### Prompt
Each line that includes "report" must be copied from the records.

### Source material

▬▬▬▬▬▬

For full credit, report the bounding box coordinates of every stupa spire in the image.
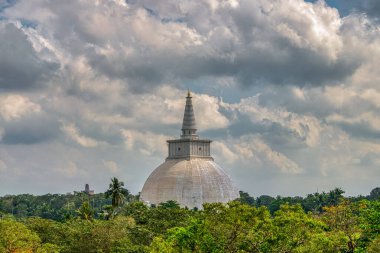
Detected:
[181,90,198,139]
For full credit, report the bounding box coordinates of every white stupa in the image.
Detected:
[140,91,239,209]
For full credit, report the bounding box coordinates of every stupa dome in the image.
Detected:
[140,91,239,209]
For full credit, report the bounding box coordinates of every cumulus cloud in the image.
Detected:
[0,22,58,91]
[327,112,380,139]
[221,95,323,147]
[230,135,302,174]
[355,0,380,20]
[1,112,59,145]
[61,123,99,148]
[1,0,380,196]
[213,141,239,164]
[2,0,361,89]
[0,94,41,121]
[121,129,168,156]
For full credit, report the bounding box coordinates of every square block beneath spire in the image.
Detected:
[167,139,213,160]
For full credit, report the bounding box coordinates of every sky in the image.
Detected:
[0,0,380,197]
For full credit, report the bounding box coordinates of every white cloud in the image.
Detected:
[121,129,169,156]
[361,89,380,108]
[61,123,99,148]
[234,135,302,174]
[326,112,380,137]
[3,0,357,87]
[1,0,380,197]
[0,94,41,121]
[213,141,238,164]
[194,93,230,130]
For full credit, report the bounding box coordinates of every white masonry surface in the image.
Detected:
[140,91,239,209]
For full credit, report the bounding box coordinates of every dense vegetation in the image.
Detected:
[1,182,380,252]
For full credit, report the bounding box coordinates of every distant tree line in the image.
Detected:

▬▬▬▬▬▬

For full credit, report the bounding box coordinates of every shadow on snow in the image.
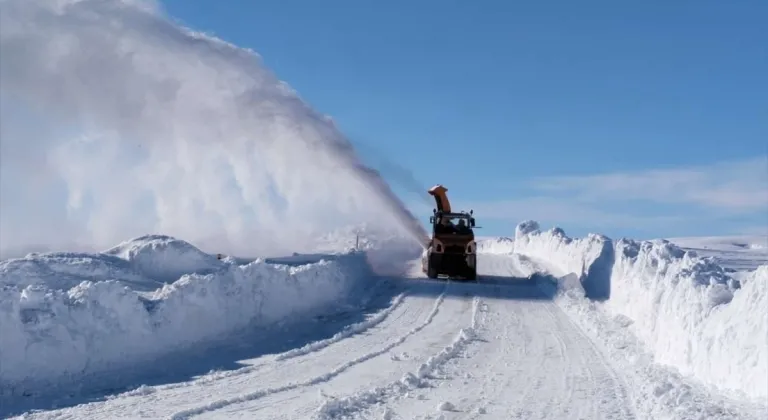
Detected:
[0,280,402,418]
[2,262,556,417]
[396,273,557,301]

▬▬▬▬▬▬

### Answer area
For full credit, report the bounding box coordinates of every stupa spire in the image.
For full credit, report the bounding box coordinates of every white stupa in the image.
For full credit, report the bounding box coordinates of every stupa dome in the image.
For full credit, report the bounding box coordinates of every cumulus cloud in the image.
For full credit, report the bounding box coordinates of every square block beneath spire in the image.
For full credit, report the bounding box coordinates of every sky in the image.
For full credit, report the bounding box coordinates of every white cloud in the image.
For full credit, report the bounding box coordinates of every white masonry surface in the image.
For full credit, report the bounding box coordinates of every dense vegetation in the image.
For full credit, report the bounding box coordinates of every distant tree line in the image.
For full credit, report the bounding box coordinates of every shadow on snow in the image.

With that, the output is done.